▸ Supplied passage
- - - - - - -
The Mask of Zorro
While the film and television depictions of Zorro show the cult hero as a crusader who seemed to always save the day in the name of his people (many site him an the true inspiration for Batman) was actually a tragic figure. The real Zorro, Mexican born Joaquin Murietta, was persecuted by white men all of his life and formed a band of rebels to exact his revenge – unfortunately for him, he was captured and beheaded in 1853.
Gladiator
While the career-changing role of Russell Crowe was not technically based on a real person, the movie Gladiator was originally scripted to be far more period accurate. Originally, writers had Maximus as a spokesman for olive oil, appearing on billboards and selling the stuff throughout Rome – the idea was discarded because creators were worried the movie would seem like a parody.
Titanic
In the 1997 movie Titanic, ship officer William Murdoch is depicted as a man who took bribes, shot innocent passengers, and eventually killed himself. The real Murdoch spent his last hours gallantly herding passengers to lifeboats and throwing deck chairs overboard to those floating alone in the freezing water before drowning when the ship finally sank.
- - - - - - -
▸ Input data
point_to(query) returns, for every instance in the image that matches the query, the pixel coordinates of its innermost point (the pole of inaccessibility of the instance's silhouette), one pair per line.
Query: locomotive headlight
- - - - - - -
▸ Problems and tasks
A. Could you copy from the film-facts piece the part that opens with the words containing "The Mask of" and closes with "beheaded in 1853."?
B. Can you turn the paragraph of the film-facts piece beginning "In the 1997 movie Titanic" into a short bulleted list that keeps its main facts?

▸ Responses for each task
A.
The Mask of Zorro
While the film and television depictions of Zorro show the cult hero as a crusader who seemed to always save the day in the name of his people (many site him an the true inspiration for Batman) was actually a tragic figure. The real Zorro, Mexican born Joaquin Murietta, was persecuted by white men all of his life and formed a band of rebels to exact his revenge – unfortunately for him, he was captured and beheaded in 1853.

B.
- The 1997 movie Titanic depicts ship officer William Murdoch as a man who took bribes, shot innocent passengers, and killed himself.
- The real Murdoch spent his last hours gallantly herding passengers to lifeboats.
- He threw deck chairs overboard to people floating alone in the freezing water.
- He drowned when the ship finally sank.